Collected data
-- -- --
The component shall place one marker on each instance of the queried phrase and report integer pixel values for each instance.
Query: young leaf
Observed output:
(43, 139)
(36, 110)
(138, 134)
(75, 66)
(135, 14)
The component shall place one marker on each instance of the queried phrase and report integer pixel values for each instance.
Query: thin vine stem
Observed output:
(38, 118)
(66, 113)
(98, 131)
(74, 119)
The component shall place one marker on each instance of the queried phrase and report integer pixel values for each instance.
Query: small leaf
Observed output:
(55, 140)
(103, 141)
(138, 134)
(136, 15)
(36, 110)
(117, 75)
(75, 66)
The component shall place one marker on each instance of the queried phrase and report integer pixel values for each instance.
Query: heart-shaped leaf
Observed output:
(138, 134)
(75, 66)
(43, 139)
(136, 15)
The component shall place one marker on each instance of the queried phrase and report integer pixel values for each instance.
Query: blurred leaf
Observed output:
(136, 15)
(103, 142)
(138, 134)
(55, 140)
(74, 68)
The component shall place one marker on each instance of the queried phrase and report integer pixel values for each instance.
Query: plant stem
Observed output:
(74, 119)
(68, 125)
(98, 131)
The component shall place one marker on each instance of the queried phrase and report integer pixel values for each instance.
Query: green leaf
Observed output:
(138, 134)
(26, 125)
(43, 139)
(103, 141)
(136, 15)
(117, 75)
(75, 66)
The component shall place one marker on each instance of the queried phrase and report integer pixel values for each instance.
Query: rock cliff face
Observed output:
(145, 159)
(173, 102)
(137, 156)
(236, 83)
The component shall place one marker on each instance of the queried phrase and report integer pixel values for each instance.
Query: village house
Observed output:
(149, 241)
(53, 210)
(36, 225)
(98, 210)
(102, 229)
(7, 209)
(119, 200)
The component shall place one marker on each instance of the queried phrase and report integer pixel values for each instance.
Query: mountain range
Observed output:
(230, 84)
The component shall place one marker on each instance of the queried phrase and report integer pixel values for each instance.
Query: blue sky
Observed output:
-- -- --
### Set exercise
Type the material above out again, exactly.

### Reply to the exercise
The component shall place one marker on each instance of the queried phrase and report integer pixel values for each instance.
Query: young leaf
Observed output:
(43, 139)
(36, 110)
(138, 134)
(75, 66)
(135, 14)
The component shall place one marker on each instance of the queried phrase and report integer pixel values for each instance.
Query: thin vine stem
Observed output:
(38, 118)
(66, 113)
(98, 131)
(74, 119)
The component shall place one marker on each instance of the queried phrase and report integer pixel values for each instance.
Query: small leaf
Observed output:
(55, 140)
(103, 141)
(138, 134)
(136, 15)
(36, 110)
(117, 75)
(75, 66)
The component shall place one marker on each instance of the queried phrase and report integer pixel values for each instance.
Query: heart-shaped leaf
Observed output:
(138, 134)
(75, 66)
(43, 139)
(136, 15)
The component shall place one marker on each instance of the queried phrase and report integer pixel values for each instance.
Query: blurred leaf
Observed output:
(136, 15)
(103, 142)
(138, 134)
(55, 140)
(74, 68)
The component shall place one marker on each instance of the queried phrase and report integer pixel values for each instance.
Query: plant stem
Observed output:
(74, 119)
(68, 125)
(98, 131)
The component shall place one marker on each instance of the queried phrase and report integer pixel values for each instance.
Query: green leaf
Observed output:
(138, 134)
(26, 125)
(43, 139)
(103, 141)
(136, 15)
(117, 75)
(75, 66)
The component shall place one marker on each instance of the queried phrase and report integer pixel values for each instance.
Query: rock cliff face
Observed output:
(145, 159)
(173, 102)
(137, 156)
(236, 83)
The component shall place one marker on each instance of the queried phrase and report integer pixel values for each instance.
Query: village house
Observed output:
(149, 241)
(53, 210)
(36, 225)
(98, 210)
(102, 229)
(7, 209)
(119, 200)
The component shall place one marker on each instance of the queried phrase and report integer pixel values for each instance.
Query: mountain range
Observed output:
(230, 84)
The component shall place one marker on each instance of the queried phrase and report integer pixel values for each instance.
Query: blue sky
Observed output:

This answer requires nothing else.